(Point localization data)
■ ■ ■ ■ ■
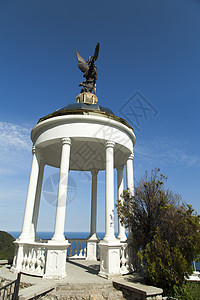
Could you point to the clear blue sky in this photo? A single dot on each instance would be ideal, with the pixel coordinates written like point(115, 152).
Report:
point(150, 47)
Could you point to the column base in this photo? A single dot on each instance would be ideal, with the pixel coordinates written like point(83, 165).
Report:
point(122, 237)
point(56, 255)
point(109, 258)
point(92, 248)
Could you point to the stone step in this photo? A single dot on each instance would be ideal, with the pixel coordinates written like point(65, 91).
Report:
point(91, 294)
point(35, 290)
point(85, 286)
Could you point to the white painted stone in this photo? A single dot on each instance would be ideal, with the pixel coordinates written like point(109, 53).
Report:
point(120, 184)
point(109, 258)
point(108, 143)
point(56, 254)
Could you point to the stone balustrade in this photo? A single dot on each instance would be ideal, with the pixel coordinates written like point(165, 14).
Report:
point(77, 249)
point(32, 259)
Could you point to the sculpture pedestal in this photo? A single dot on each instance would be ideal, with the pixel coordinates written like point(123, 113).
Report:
point(109, 258)
point(92, 249)
point(87, 98)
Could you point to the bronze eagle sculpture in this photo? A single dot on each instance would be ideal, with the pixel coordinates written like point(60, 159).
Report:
point(89, 71)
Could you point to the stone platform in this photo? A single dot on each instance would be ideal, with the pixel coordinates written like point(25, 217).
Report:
point(82, 282)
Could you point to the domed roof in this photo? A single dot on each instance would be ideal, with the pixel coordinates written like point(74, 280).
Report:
point(84, 108)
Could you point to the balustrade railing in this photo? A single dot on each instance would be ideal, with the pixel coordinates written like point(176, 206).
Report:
point(10, 290)
point(77, 249)
point(34, 259)
point(124, 261)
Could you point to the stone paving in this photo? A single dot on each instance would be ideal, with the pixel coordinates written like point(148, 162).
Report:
point(82, 282)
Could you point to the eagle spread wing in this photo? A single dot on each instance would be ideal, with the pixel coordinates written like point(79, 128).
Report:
point(96, 52)
point(81, 63)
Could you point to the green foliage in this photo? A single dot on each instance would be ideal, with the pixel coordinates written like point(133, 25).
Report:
point(165, 232)
point(187, 291)
point(6, 245)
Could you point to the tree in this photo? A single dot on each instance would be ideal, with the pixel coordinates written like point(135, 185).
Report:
point(165, 232)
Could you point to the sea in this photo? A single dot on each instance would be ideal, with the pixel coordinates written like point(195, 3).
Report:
point(46, 235)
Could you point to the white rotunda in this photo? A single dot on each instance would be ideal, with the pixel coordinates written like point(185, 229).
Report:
point(59, 140)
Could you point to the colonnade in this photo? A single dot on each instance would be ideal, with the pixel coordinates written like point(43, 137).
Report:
point(34, 194)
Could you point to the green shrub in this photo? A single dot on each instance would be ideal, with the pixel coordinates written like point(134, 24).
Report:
point(6, 245)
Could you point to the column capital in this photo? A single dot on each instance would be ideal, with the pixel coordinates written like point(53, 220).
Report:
point(33, 150)
point(120, 168)
point(131, 157)
point(94, 172)
point(66, 140)
point(110, 144)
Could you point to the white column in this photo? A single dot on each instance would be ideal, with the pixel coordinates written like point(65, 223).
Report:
point(62, 191)
point(121, 229)
point(28, 214)
point(129, 174)
point(93, 224)
point(37, 199)
point(109, 199)
point(130, 184)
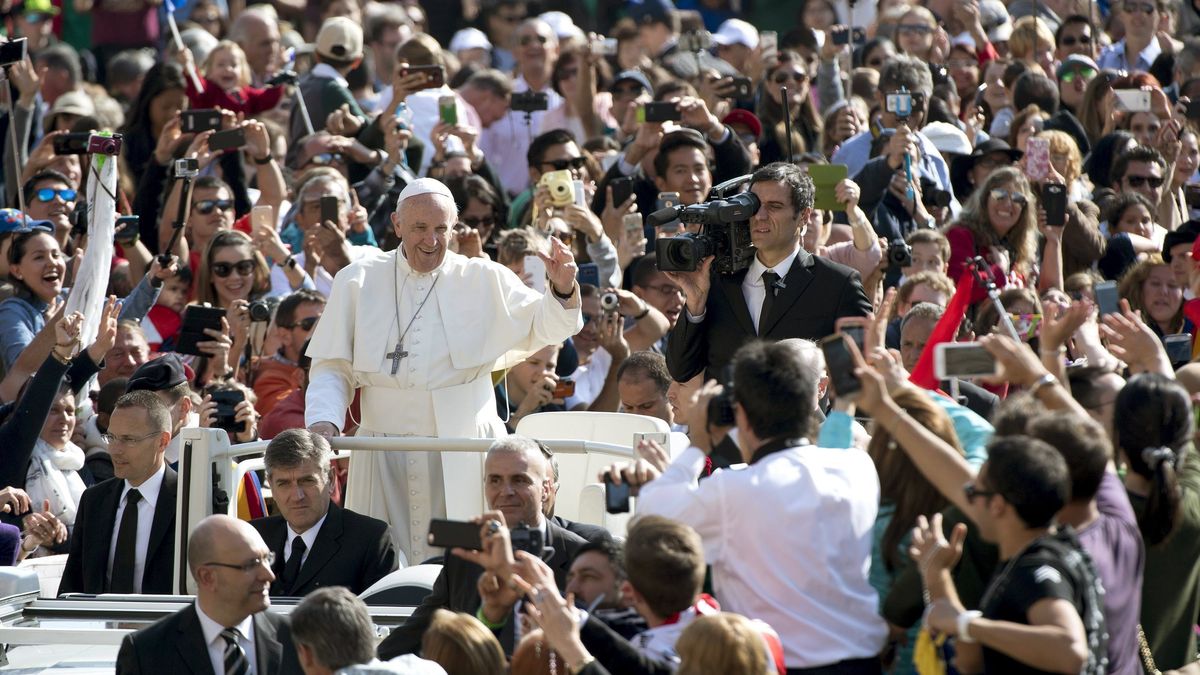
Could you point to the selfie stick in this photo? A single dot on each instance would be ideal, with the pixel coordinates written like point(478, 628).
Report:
point(983, 275)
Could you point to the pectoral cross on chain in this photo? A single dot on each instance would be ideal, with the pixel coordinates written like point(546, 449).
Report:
point(396, 356)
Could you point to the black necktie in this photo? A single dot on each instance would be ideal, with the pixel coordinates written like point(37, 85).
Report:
point(126, 545)
point(769, 279)
point(292, 569)
point(235, 657)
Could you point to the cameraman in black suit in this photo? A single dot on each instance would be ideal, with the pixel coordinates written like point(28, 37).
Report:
point(786, 292)
point(316, 542)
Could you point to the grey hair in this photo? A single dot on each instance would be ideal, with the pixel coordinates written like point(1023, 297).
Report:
point(295, 447)
point(336, 626)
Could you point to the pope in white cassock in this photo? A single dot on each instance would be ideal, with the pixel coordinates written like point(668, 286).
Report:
point(419, 330)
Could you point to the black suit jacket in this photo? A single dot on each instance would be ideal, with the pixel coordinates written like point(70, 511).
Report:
point(455, 589)
point(351, 550)
point(175, 644)
point(95, 520)
point(816, 292)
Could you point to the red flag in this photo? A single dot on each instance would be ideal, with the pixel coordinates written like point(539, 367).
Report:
point(945, 332)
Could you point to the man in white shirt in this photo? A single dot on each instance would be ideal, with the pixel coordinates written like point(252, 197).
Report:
point(124, 536)
point(790, 536)
point(228, 627)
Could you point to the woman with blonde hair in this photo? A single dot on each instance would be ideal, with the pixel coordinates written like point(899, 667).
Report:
point(461, 645)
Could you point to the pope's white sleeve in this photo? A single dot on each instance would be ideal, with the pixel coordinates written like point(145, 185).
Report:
point(330, 388)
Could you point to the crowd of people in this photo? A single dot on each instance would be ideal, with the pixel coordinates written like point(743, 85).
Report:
point(435, 219)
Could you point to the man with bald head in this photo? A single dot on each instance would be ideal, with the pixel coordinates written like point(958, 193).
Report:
point(228, 629)
point(419, 330)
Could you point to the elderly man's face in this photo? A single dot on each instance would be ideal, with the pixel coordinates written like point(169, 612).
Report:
point(515, 483)
point(421, 225)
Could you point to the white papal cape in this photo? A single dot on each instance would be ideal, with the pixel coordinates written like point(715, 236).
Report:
point(479, 317)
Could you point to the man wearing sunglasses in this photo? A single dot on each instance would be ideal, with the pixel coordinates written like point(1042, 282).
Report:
point(280, 374)
point(1139, 48)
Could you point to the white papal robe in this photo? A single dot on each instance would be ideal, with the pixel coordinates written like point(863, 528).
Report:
point(479, 317)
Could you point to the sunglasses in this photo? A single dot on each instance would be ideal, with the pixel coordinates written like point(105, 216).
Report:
point(48, 193)
point(1081, 73)
point(244, 268)
point(205, 207)
point(304, 323)
point(325, 159)
point(1011, 195)
point(565, 163)
point(971, 491)
point(1139, 180)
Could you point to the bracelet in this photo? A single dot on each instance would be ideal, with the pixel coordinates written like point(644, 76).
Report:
point(489, 625)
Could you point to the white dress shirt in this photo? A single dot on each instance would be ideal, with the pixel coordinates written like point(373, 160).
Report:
point(216, 644)
point(149, 489)
point(790, 542)
point(753, 288)
point(309, 537)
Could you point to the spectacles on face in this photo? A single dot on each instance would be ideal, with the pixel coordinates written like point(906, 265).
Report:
point(325, 159)
point(244, 268)
point(49, 193)
point(971, 491)
point(249, 567)
point(1081, 73)
point(125, 441)
point(565, 163)
point(205, 207)
point(1013, 196)
point(1139, 180)
point(919, 29)
point(306, 324)
point(477, 222)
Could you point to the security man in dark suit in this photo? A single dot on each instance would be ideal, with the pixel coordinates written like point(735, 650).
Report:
point(786, 292)
point(316, 542)
point(228, 629)
point(124, 538)
point(516, 483)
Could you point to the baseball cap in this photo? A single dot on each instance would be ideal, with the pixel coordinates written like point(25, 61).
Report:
point(340, 39)
point(469, 39)
point(736, 31)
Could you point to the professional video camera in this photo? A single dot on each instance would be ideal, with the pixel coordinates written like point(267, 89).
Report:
point(724, 233)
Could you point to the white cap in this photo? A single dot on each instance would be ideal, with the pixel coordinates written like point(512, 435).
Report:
point(737, 31)
point(469, 39)
point(947, 137)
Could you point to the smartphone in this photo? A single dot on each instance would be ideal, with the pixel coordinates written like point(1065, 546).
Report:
point(589, 273)
point(195, 121)
point(1179, 347)
point(72, 143)
point(435, 76)
point(448, 109)
point(263, 217)
point(227, 410)
point(1132, 100)
point(565, 388)
point(455, 535)
point(227, 139)
point(1037, 159)
point(659, 111)
point(196, 320)
point(622, 190)
point(963, 359)
point(330, 209)
point(616, 497)
point(1107, 299)
point(127, 230)
point(840, 366)
point(535, 268)
point(1054, 201)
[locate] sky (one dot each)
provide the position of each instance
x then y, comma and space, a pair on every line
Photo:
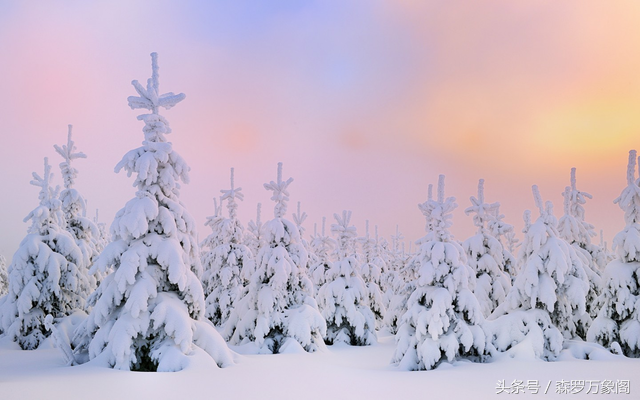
365, 103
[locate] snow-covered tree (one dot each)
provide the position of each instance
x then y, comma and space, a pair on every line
547, 299
84, 231
577, 232
486, 256
443, 317
505, 234
371, 270
321, 247
148, 313
4, 279
252, 236
397, 283
343, 298
618, 323
103, 234
46, 275
278, 309
224, 258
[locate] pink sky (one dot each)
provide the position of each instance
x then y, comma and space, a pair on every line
365, 102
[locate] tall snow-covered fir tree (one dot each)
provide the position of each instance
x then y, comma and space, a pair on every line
617, 325
84, 231
148, 312
103, 233
486, 256
505, 234
322, 247
371, 270
443, 317
4, 278
278, 309
343, 298
46, 275
252, 236
547, 299
577, 232
397, 283
224, 258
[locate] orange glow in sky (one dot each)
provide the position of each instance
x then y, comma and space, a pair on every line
366, 103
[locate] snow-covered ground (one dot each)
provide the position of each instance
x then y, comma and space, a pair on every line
339, 372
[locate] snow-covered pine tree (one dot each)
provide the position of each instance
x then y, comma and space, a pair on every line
343, 298
252, 237
577, 232
148, 313
397, 283
224, 258
505, 234
486, 256
84, 231
607, 254
371, 271
443, 317
46, 275
618, 323
547, 299
103, 234
278, 309
4, 279
322, 246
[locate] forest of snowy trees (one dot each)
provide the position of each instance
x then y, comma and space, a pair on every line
147, 292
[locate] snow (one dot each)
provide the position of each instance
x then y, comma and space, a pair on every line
338, 372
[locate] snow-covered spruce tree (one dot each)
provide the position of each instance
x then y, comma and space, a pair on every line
577, 232
4, 279
278, 310
505, 234
547, 299
252, 236
371, 271
83, 230
103, 234
486, 256
343, 298
46, 275
148, 312
299, 218
322, 246
618, 323
443, 317
224, 258
397, 283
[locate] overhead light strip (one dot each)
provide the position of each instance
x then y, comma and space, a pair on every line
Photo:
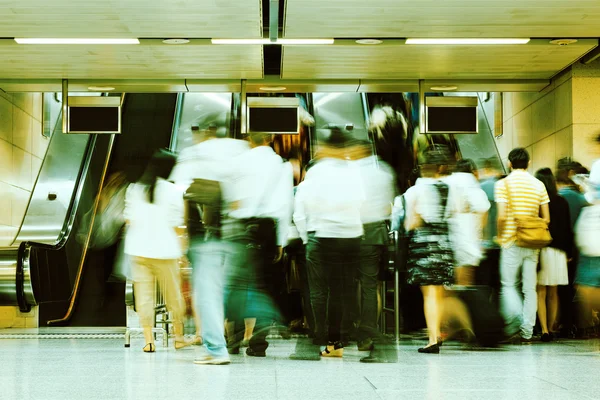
■ ■ ■ ■ ■
Work task.
State only the number of lines above that contain the word "eagle".

Exercise answer.
2